_Task to carry out_
Please quote all of the items below line for line, with no changes to any character.

╭─ Records for this task

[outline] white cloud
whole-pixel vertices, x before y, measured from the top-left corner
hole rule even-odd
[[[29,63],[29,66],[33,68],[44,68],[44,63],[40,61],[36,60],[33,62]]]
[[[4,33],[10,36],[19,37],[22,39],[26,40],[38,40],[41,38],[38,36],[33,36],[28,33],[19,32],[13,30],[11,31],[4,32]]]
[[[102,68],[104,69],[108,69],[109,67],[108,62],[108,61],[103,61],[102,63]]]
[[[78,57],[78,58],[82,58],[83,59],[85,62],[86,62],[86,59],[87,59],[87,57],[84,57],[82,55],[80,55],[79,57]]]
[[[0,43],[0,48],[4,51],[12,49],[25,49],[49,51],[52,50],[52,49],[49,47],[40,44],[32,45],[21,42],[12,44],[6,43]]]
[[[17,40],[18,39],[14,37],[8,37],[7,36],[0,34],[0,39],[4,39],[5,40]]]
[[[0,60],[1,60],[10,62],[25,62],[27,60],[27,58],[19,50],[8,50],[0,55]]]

╰─

_Output for this task_
[outline] white cloud
whole-pixel vertices, x before y, measured from the top-left corner
hole rule even-odd
[[[29,63],[29,66],[33,68],[44,68],[44,63],[40,61],[36,60],[33,62]]]
[[[4,33],[10,36],[19,37],[22,39],[26,40],[38,40],[41,38],[38,36],[33,36],[28,33],[19,32],[13,30],[11,31],[4,32]]]
[[[102,68],[104,69],[108,69],[109,67],[108,62],[108,61],[103,61],[102,63]]]
[[[78,57],[78,58],[82,58],[83,59],[85,62],[86,62],[86,59],[87,59],[87,57],[84,57],[82,55],[80,55],[79,57]]]
[[[0,43],[0,48],[4,51],[12,49],[25,49],[49,51],[52,50],[52,49],[49,47],[40,44],[32,45],[21,42],[12,44],[6,43]]]
[[[17,40],[18,39],[14,37],[8,37],[7,36],[0,34],[0,39],[4,39],[5,40]]]
[[[0,60],[1,60],[10,62],[25,62],[27,60],[27,58],[19,50],[8,50],[0,55]]]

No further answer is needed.